*INPUT DATA:*

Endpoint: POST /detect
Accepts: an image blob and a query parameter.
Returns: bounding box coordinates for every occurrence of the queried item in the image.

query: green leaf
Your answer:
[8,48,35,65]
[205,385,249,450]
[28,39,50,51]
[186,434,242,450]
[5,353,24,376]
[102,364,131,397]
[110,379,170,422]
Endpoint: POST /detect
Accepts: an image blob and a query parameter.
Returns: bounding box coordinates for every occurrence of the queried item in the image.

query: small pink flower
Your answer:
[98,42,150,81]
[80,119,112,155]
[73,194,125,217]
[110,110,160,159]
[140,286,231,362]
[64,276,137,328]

*WHAT NEEDS TO BE DONE:*
Reproduce the lines verbatim, from the first line through the line that contains "[5,353,24,376]".

*RESPONSE:*
Endpoint: POST /detect
Accepts: an image blob and a query parameter.
Returns: bounding box coordinates for every occurrence of the queried item in the image.

query: green leaf
Your answer:
[8,48,35,65]
[205,385,249,450]
[28,39,50,51]
[186,434,242,450]
[5,353,24,376]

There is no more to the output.